--- start of PAGE EXCERPT ---

Mack finished with 24 points to pace the Bulldogs, who shot 35.6 percent from the floor and nailed eight of their 23 attempts from beyond the arc against the Rams (28-12), who went from the First Four to the Final Four as an 11th seed.
“Zach did a great job,” Mack said. “He hasn’t been able to make shots all of the time but he stays positive. Me and my teammates are doing a great job of getting him the ball where he can have success.”
Head coach Brad Stevens was thrilled that Hahn had a chance to shine on this stage. He has seen the work ethic Hahn has displayed throughout his career and was not surprised that the veteran rose to the occasion when it mattered most for the eighth-seeded Bulldogs.
“There are certain guys that think they should be playing in these games,” Stevens said. “Zach is one of those guys. He just as a mindset of, you know, when I’m open, I’m gonna make it. I’m gonna take the big ones.”
Hahn has been Butler’s top scorer off the bench the past two seasons and came to Butler as an All-State guard out of Chrysler High School in New Castle, Ind.
And while he has never averaged more than 5.2 points per game, he has never doubted his ability to perform at a high level.
Saturday’s national semifinal was a case in point. Hahn shot 3-of-6 from the floor and also grabbed four rebounds in the win, the 14th consecutive for the Bulldogs.
“I was a good scorer in high school, but I’ve really developed into a great 3-point shooter at Butler,” Hahn said. “I’ve worked hard and deserve the success I have had. The big thing is that I’ve become a good leader and I’ve learned to step up and make big shots when I get an opportunity.”

--- end of PAGE EXCERPT ---
--- start of RECORD SET ---

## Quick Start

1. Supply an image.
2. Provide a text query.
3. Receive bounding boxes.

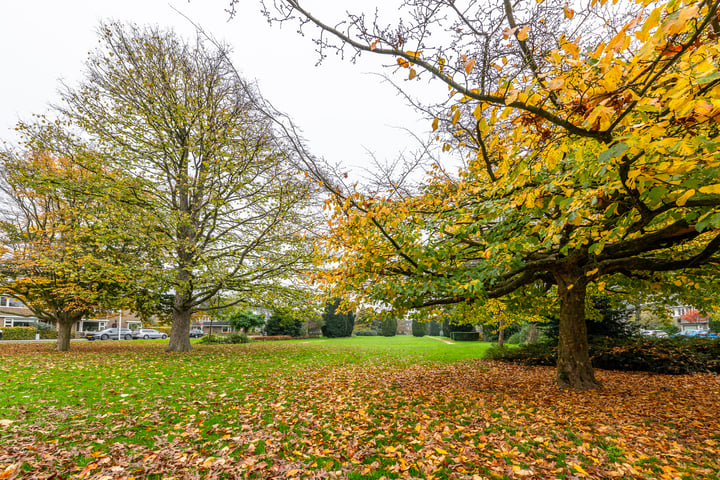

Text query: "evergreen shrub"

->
[0,327,37,340]
[380,318,397,337]
[355,330,377,337]
[321,298,355,338]
[450,332,480,342]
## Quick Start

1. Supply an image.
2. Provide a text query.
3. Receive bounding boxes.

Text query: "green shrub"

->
[224,332,250,343]
[0,327,37,340]
[450,332,480,342]
[265,314,302,337]
[321,298,355,338]
[380,318,397,337]
[708,314,720,333]
[485,337,720,374]
[253,335,293,342]
[443,320,475,338]
[355,330,377,337]
[413,320,427,337]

--- end of RECORD SET ---

• **AIM OF THE EXERCISE**: Pick up the article on Butler's national semifinal win after its final sentence and carry it forward.

• **WRITTEN REPLY**:
Hahn could have easily struggled the whole night. He was 0-for-3 from the field in the first half, all three shots coming from 3-point range. Of course, no one else on the team was shooting much better. The Bulldogs shot 33.1 percent from the field in the first half and went a miserable 3-of-13 from beyond the arc.
Still, Butler managed to hold a 34-28 lead at the half.
As for Hahn, well, good shooters never lose their confidence. He took that philosophy to heart in the second half.
“Steve Kerr told me he liked the way I shot the ball at the Final Four Salute,” Hahn said. “That gave me a lot of confidence. I wasn’t worried about why my shots weren’t going down. I was focused more on finding a way to shoot better in the second half.”
It worked and now Butler will get a chance to play for the championship it came so close to winning a year ago. Butler lost to Duke 61-59. It has never forgotten how it felt to fall short.
“We’re not going to settle for just winning this game,” Hahn said. “We have a sour taste from last year, and now we have a chance to win it all. That is what really counts.”